In the stretch from the entry containing "the black draped" through the end of the entries, change "short dark hair" to "short brown hair" and give those lines again with nothing else altered.

--- START ---

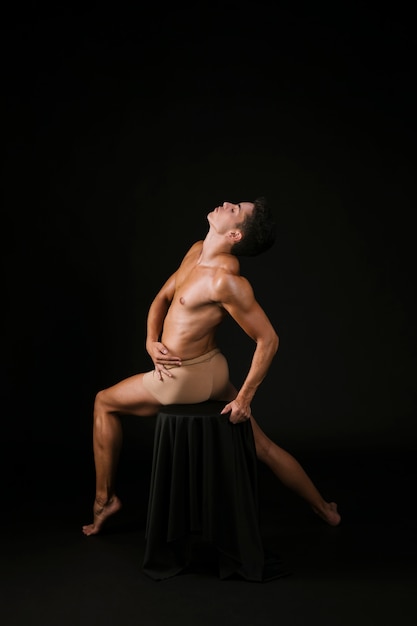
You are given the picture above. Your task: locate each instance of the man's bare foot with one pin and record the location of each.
(329, 513)
(101, 513)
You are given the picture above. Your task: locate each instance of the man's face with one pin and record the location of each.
(228, 215)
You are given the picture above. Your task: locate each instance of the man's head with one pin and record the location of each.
(258, 230)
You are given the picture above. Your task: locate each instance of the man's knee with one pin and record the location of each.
(262, 445)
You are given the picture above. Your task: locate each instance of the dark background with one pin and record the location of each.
(122, 126)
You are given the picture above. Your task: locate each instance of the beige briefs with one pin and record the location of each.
(195, 380)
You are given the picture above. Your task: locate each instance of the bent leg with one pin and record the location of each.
(289, 471)
(129, 397)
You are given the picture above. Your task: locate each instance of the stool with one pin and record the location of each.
(204, 483)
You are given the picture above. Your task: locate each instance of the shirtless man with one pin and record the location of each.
(188, 366)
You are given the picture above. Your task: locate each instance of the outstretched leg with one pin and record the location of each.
(289, 471)
(128, 397)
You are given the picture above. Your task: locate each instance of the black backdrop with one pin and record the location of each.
(124, 127)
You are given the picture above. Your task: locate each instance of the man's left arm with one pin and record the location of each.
(241, 304)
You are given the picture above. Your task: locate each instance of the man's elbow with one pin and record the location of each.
(274, 343)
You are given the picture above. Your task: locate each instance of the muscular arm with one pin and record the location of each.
(155, 321)
(239, 300)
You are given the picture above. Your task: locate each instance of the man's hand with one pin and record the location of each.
(238, 412)
(162, 358)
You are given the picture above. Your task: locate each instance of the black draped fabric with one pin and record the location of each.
(204, 483)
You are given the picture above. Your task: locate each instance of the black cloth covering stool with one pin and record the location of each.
(204, 483)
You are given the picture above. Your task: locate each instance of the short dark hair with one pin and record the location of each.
(259, 230)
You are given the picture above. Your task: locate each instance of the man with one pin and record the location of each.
(188, 365)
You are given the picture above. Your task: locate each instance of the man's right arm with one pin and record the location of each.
(155, 322)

--- END ---

▶ [PROBLEM SOLUTION]
You are given the picture above. Your task: locate each instance of the black draped fabric with one pin and record the location of each.
(204, 483)
You are given the picture above. Your task: locate each instance of the black cloth covering stool with one pin and record the location of each.
(204, 483)
You are given the picture above. Your task: locate each instance of the short brown hair with one pin and record the location of each.
(259, 230)
You are given the picture above. Your task: locate each instance of the man with one pin and record the location of each.
(188, 365)
You are given the picture above. Your task: locate each instance of the man's right arm with one pin and record the location of each.
(155, 322)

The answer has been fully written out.